## Begin Records for the task
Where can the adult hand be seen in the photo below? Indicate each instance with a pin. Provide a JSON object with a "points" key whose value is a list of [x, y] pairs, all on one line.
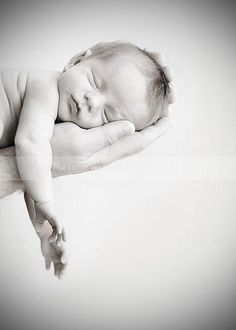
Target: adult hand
{"points": [[77, 150]]}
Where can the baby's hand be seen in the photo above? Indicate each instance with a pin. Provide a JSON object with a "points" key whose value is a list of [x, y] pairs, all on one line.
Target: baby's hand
{"points": [[56, 254], [46, 211]]}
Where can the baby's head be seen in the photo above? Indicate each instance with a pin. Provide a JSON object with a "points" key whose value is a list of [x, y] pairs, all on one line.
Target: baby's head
{"points": [[113, 81]]}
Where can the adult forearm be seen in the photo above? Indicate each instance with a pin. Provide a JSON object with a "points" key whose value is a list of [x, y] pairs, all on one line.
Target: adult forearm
{"points": [[10, 180]]}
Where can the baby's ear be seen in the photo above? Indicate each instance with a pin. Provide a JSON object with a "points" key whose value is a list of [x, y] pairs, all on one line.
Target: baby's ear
{"points": [[77, 59]]}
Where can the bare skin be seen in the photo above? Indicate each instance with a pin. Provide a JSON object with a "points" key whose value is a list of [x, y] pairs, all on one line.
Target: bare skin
{"points": [[74, 150]]}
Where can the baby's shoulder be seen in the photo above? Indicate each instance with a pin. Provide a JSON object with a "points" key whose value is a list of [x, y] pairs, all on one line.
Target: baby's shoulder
{"points": [[42, 84]]}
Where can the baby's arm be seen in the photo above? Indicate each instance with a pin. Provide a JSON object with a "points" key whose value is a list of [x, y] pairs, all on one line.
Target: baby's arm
{"points": [[32, 141]]}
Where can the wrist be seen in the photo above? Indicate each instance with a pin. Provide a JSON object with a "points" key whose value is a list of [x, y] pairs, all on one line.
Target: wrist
{"points": [[45, 231]]}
## End Records for the task
Written problem :: Please print the records again, starting at the line that contains "Where can the baby's shoulder" and ending at the last line of the records, with every line unchanged.

Problem solution ::
Where can the baby's shoulder be seen in the photo above? Indicate each instance with a pin. Provide a JSON object with a "points" key whose value is a list of [x, y] pairs, all on one line.
Target: baby's shoulder
{"points": [[42, 84]]}
Where can the baby's arm be seen in the photo above? Indicate each instance with a pin. Provide a JSON object with a "points" key whose value is a list of [x, y] pairs, all on one line.
Target: baby's arm
{"points": [[32, 141]]}
Where can the wrist be seen in the photo above? Indicate each instance with a pin. Provide a JSON object with a "points" key whose value is a list of [x, y] pairs, all on one line.
Target: wrist
{"points": [[45, 231]]}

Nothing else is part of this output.